In the Perl mailing-list post about pulling lines that match any of a list of names, how long did the method with two greps take in the poster's test case?

Text to read:
%%

[Pdx-pm] hash from array question

Sat May 26 15:44:28 PDT 2007

Tom I did some quickie benchmarking and I think that I found a faster
way, before we get to that though, I want to make sure that I
understand the task at hand.

- you have a src file that contains many lines of data.
- each line of data is a single unit (ie [single item of data] dosn't
spill to another line, or there are more then one [single item of
data] per line)
- you have a second list of 'names'
- the goal is to get every line from src that has an occurance of any
of the possible names.

if thats the case then I found that this worked:

my $names_join = join '|', @names;
my @interesting_lines;
foreach (@lines) {
   push @interesting_lines, $_ if $_ =~ m/($names_join)/;
}

my test case was ftp://gutenberg.readingroo.ms/gutenberg/1/0/6/0/10607/10607.txt

in my test case your method with the two greps took 0.294sec and the
foreach line push came in at 0.067sec.

hope that helps.

On 5/26/07, Eric Wilhelm <scratchcomputing at gmail.com> wrote:
> # from Thomas Keller
> # on Friday 25 May 2007 10:55 pm:
>
> >my @index = grep {
> >my $c = $_;
> >if ($c > $#lines or # always false
> >( grep { $lines[$c] =~ m/$_/ } @names ) > 0 )
> > { 1; #yes, select it
> >} else {
> >0;# no, skip it
> >}
> >} 0..$#lines;
>
> This was kind of bugging me, so I looked it up.  Note the original
> snippet is already suffering from a sort of illustrative clarity:
>
>   my @bigger_indices = grep {
>     if($_ > $#y or $x[$_] > $y[$_]) {
>       1;
>     } else {
>       0;
>     }
>   } 0..$#x;
>
> This reduces to:
>
>   my @bigger_indices = grep({$_ > $#y or $x[$_] > $y[$_]} 0..$#x);
>
> (And the book actually does that just down the page, though it then goes
> on to suggest using map but reverts back to the if/else rather than a
> ternary.)

%%

Source material:
%%

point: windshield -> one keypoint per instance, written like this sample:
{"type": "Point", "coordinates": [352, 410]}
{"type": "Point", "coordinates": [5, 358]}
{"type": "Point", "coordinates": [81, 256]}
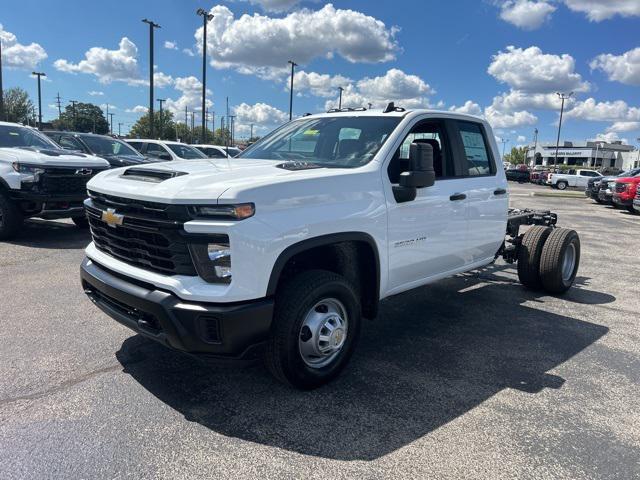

%%

The solution: It took 0.294 seconds.